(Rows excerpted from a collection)
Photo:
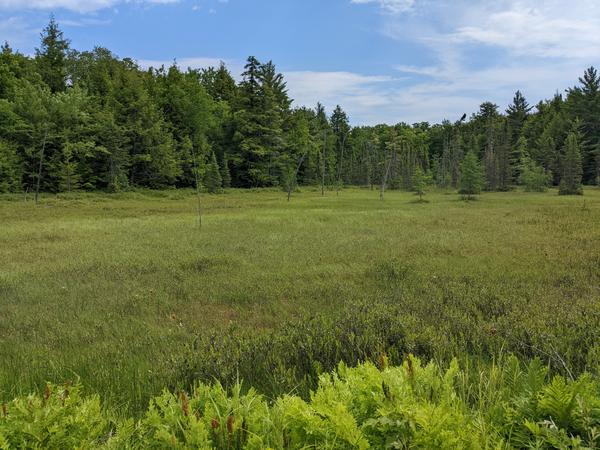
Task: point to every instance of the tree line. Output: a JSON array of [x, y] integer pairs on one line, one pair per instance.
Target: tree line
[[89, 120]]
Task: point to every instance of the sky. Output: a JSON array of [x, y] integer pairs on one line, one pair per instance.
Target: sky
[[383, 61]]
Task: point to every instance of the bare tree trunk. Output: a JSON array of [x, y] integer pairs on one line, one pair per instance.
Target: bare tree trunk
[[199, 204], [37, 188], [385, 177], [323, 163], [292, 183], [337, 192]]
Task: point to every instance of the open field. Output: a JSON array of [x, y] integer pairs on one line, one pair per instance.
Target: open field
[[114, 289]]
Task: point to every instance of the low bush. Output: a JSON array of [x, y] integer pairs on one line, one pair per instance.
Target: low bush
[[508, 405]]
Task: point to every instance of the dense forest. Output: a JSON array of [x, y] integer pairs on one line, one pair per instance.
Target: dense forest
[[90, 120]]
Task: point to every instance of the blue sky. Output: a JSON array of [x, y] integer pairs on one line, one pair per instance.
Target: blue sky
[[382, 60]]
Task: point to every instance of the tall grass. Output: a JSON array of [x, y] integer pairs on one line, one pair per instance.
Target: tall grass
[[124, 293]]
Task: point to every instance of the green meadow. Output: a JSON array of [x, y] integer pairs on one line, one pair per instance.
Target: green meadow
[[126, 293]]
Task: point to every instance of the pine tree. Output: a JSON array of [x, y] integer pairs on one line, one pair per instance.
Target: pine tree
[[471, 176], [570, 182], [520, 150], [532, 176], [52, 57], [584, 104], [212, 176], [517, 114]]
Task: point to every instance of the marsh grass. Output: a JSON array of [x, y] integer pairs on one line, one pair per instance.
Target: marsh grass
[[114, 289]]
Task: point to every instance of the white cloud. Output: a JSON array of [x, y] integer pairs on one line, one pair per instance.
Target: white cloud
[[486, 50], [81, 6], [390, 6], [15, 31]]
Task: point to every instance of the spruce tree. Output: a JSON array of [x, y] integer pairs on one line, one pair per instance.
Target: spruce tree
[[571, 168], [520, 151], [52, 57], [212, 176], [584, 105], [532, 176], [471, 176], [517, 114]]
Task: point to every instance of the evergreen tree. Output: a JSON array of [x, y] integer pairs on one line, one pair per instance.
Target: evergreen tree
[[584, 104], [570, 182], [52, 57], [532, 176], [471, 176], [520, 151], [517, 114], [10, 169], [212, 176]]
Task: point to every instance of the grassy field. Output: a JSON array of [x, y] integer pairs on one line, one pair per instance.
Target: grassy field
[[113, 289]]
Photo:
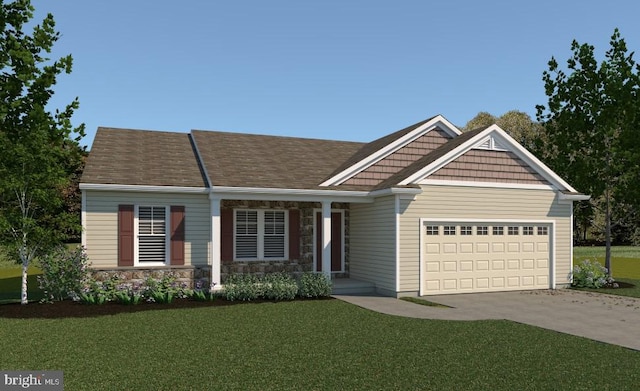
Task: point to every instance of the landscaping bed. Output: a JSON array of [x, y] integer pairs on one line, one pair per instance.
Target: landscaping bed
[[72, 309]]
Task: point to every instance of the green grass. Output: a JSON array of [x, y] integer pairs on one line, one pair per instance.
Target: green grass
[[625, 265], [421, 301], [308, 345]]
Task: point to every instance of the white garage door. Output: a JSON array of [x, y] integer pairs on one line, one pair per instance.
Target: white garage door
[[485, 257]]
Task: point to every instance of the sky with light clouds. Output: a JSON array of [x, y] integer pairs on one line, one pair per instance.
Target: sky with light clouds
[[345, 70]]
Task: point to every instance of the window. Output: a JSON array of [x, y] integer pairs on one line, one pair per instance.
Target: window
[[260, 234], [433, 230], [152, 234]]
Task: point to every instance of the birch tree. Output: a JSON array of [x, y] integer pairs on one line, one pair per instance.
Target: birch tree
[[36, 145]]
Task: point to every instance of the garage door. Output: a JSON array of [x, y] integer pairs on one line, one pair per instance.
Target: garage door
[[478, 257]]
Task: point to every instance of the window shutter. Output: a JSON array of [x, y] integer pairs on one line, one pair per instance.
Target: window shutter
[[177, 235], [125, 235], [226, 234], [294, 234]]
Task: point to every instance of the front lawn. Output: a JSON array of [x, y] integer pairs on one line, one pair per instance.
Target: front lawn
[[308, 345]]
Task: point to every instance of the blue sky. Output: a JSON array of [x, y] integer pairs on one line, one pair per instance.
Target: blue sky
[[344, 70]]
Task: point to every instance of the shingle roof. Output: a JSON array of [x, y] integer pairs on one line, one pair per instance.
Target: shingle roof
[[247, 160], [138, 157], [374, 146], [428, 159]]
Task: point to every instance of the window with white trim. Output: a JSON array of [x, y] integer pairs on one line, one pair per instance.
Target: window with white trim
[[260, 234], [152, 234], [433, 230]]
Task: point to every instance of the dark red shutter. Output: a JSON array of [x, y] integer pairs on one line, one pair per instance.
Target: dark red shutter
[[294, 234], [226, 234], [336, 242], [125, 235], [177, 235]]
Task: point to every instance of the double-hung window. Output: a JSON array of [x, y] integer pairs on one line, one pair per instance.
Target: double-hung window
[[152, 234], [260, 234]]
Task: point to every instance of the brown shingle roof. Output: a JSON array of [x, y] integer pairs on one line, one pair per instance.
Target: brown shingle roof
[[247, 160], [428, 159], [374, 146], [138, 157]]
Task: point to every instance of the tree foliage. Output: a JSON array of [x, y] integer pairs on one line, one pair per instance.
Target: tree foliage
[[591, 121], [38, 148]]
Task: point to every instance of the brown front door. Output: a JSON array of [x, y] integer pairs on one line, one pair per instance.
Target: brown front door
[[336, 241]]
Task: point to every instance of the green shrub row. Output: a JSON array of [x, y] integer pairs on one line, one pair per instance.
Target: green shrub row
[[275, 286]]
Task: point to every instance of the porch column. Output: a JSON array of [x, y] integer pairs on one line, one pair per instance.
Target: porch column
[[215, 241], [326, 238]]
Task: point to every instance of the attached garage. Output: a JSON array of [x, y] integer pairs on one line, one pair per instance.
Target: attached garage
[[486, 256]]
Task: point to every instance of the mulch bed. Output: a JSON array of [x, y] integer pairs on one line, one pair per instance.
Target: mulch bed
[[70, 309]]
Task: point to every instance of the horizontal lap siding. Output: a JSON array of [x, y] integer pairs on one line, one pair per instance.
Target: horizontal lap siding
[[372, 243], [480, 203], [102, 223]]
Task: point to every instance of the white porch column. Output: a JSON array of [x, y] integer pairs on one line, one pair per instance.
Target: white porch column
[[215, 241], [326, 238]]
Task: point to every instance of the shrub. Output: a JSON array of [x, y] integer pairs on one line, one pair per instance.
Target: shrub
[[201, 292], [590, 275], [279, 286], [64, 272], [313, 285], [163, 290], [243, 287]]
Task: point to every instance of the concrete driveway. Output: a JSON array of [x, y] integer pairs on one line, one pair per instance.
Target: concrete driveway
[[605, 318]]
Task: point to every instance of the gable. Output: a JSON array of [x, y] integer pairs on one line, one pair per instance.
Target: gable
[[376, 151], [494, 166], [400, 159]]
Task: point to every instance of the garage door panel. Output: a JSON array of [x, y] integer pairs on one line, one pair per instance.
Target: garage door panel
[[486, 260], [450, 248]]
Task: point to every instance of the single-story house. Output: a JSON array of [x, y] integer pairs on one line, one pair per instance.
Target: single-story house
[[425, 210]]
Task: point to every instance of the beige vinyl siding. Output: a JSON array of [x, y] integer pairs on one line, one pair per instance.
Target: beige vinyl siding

:: Work required ::
Reproduce all of the rows above word for word, omitting the pictures.

:: Response to the exercise ::
Photo:
Task: point to every instance of the tree line. Output: a JSON array of [x, y] integer pairs on one line, one pair per instance.
Target: tree line
[[89, 120]]
Task: point to every instance of the sky. Output: a JSON array of [x, y] integer pairs on one line, one pair per instance.
Target: sky
[[383, 61]]
Task: point to every instance of the bare tree trunk. Output: a JSON array of [x, y] integer pairs on one line, one pair per instance.
Target: bare tree trunk
[[199, 204], [37, 188], [385, 177], [323, 163], [292, 183], [337, 192]]
Task: point to every instance of the open field. Output: a JSON array of [x, y] integer pairs on one line, one pair per instance.
Target: open field
[[114, 289]]
Task: point to every instance of the low bush. Output: a JSON array of [x, y] integer pairs on one line, one pair per instance.
Target: low bush
[[508, 405]]
Task: point to every instance of the dense forest. Output: a JSON array of [x, y] integer pairs on one line, one pair per instance.
Target: dense forest
[[90, 120]]
Task: point to every instance of the blue sky. Output: a JSON array of [x, y] integer pairs on one line, one pair per instance.
Target: blue sky
[[382, 60]]
Task: point to every instance of the tall grass. Output: a JSON array of [x, y] integer pairs on one line, one pair per instance.
Target: tall grass
[[124, 293]]
Task: point to every instance of the green meadow. Output: a JSON array of [x, y] integer pairs on one line, one pair per instance.
Target: green meadow
[[126, 293]]
Task: point to every instance of the pine tree. Output: a JSON array of [x, y] integer pairs on one line, one pair per instance.
Target: pine tree
[[471, 176], [570, 182], [520, 150], [532, 176], [52, 57], [584, 104], [212, 176], [517, 114]]
Task: point to every instance of the marsh grass. Output: a JSON array of [x, y] integer pairs on one line, one pair per instance.
Target: marsh grass
[[114, 289]]
Task: point to every instance of the white cloud. Output: a JSON array of [x, y] integer pairs on one line, one pair per instance.
Target: white cloud
[[486, 50], [81, 6], [390, 6], [15, 31]]
Task: point to every instance of the spruce tree. Output: a JSON array of [x, y] integer pairs on one line, one pair per instance.
Target: spruce tree
[[571, 168], [520, 151], [52, 57], [212, 176], [584, 105], [532, 176], [471, 176], [517, 114]]
Task: point to every instance of the evergreen tree. Output: a JSON array of [x, y] integer pairs on one line, one pair per instance.
Target: evergreen tree
[[584, 104], [570, 182], [52, 57], [532, 176], [471, 176], [520, 151], [517, 114], [10, 169], [212, 176]]
Task: point to every instance of the grassy field. Output: a JSON array of [x, y] integer pairs on one line, one pair per instance.
Target: grassy field
[[113, 289]]
Photo:
Task: point to every instance of the landscaping bed. Output: a JSON array of [x, y] integer pairs on one line, one pair per instance.
Target: landscaping bed
[[72, 309]]
Task: point to every instance of the green grass. Output: a JSON array of [x, y] integer pairs on one line, one pair per instance.
Target: green grass
[[625, 265], [421, 301], [308, 345]]
Task: point to every instance of the white garage door. Output: a JSON array of [x, y] integer pairs on one line, one pair per instance.
Target: white garage door
[[485, 257]]
Task: point to every instance of the sky with light clouds. Output: a JSON array of [x, y] integer pairs on one line, one pair per instance.
Target: sky with light clouds
[[345, 70]]
Task: point to every instance of the window. Output: a JSON array of [x, y] integer pairs on one line, one pair per instance.
Target: window
[[260, 234], [433, 230], [152, 234]]
Task: point to every instance of the birch tree. Output: a JSON array of [x, y] integer pairs on one line, one pair per instance.
Target: birch tree
[[36, 145]]
Task: point to every instance of the garage door. Output: a JSON array of [x, y] integer pairs on one line, one pair per instance.
Target: garage door
[[478, 257]]
Task: point to every instance of the window shutter. Output: a JSON array of [x, y] integer pairs on one line, one pair per instance.
Target: window shutter
[[177, 235], [125, 235], [226, 234], [294, 234]]
Task: point to every instance of the front lawn. Output: a JSON array of [x, y] integer pairs on one line, one pair per instance.
Target: front lawn
[[308, 345]]
Task: point to every instance of the blue sky. Output: a JSON array of [x, y] integer pairs on one line, one pair per instance.
Target: blue sky
[[344, 70]]
Task: point to every instance of the shingle roof. Output: a JSON array of [x, y] integer pairs on one line, one pair per instance.
Target: shingle roof
[[247, 160], [138, 157], [374, 146], [428, 159]]
Task: point to every instance of the window with white trim. Output: a JSON array of [x, y] integer pairs on one line, one pair per instance.
Target: window with white trim
[[260, 234], [152, 234], [433, 230]]
Task: point to every instance of the dark red shutter. Output: a JSON array of [x, y] integer pairs on one line, one pair per instance.
Target: dark red shutter
[[294, 234], [226, 234], [336, 242], [125, 235], [177, 235]]
Task: point to every instance of the double-hung window. Output: a JSON array of [x, y] integer pairs on one line, one pair per instance.
Target: double-hung window
[[152, 234], [260, 234]]
Task: point to every instance of the brown shingle roof. Output: a JSON array of [x, y] integer pairs on one line, one pair per instance.
Target: brown shingle roof
[[247, 160], [428, 159], [374, 146], [138, 157]]
Task: point to every instance of the tree foliage. Output: a JSON array of [x, y] integer pairs on one line, one pair per instance.
Target: tree foliage
[[591, 121], [38, 148]]
Task: point to every instance of the brown front door. Output: a JSON array of [x, y] integer pairs on one line, one pair per instance.
Target: brown front door
[[336, 241]]
Task: point to every instance of the green shrub row. Output: a JSON array of [x, y] integer pairs on one line, one pair per instance.
Target: green shrub row
[[275, 286]]
Task: point to every instance of the porch column. Output: a JSON array of [x, y] integer pairs on one line, one pair per instance.
Target: porch column
[[215, 241], [326, 238]]
Task: point to every instance of the attached garage. Output: a JSON array of [x, y] integer pairs on one line, one pair per instance.
Target: attached garage
[[486, 256]]
Task: point to every instance of the mulch bed. Output: a JSON array of [x, y] integer pairs on one line, one pair per instance.
Target: mulch bed
[[70, 309]]
Task: point to every instance of the horizontal lap siding. Output: a JSON array of [x, y] integer pairs on one line, one pair per instance.
Target: horizontal lap siding
[[372, 243], [480, 203], [102, 223]]
Task: point to every instance of the white porch column. Output: a JSON array of [x, y] integer pairs on one line, one pair per instance.
Target: white porch column
[[215, 241], [326, 238]]
Task: point to every instance of the shrub. Output: a JSON array of [x, y] integer pairs on one line, one pair per instance.
Target: shrub
[[201, 292], [590, 275], [279, 286], [64, 272], [313, 285], [163, 290], [243, 287]]
Task: point to every instance of the concrete driveway. Output: a JSON array of [x, y] integer pairs on one line, one pair per instance.
Target: concrete driveway
[[605, 318]]
Task: point to every instance of the gable. Output: a JSON array of [x, y] integer pairs on one line, one pair per instance.
Target: gable
[[376, 151], [494, 166], [400, 159]]
Task: point to every instance of the garage door panel. Output: a JSON array of [x, y] integer pairs on one line, one pair per instance.
Target: garage door panel
[[486, 260], [450, 248]]
Task: point to every instance of the single-story house. Output: a JSON array of [x, y] integer pairs on one line, one pair per instance.
Target: single-story house
[[425, 210]]
Task: point to every instance of the beige vinyl siding. Output: a JSON array of [x, y] integer pairs on one line, one pair per instance.
Target: beige vinyl siding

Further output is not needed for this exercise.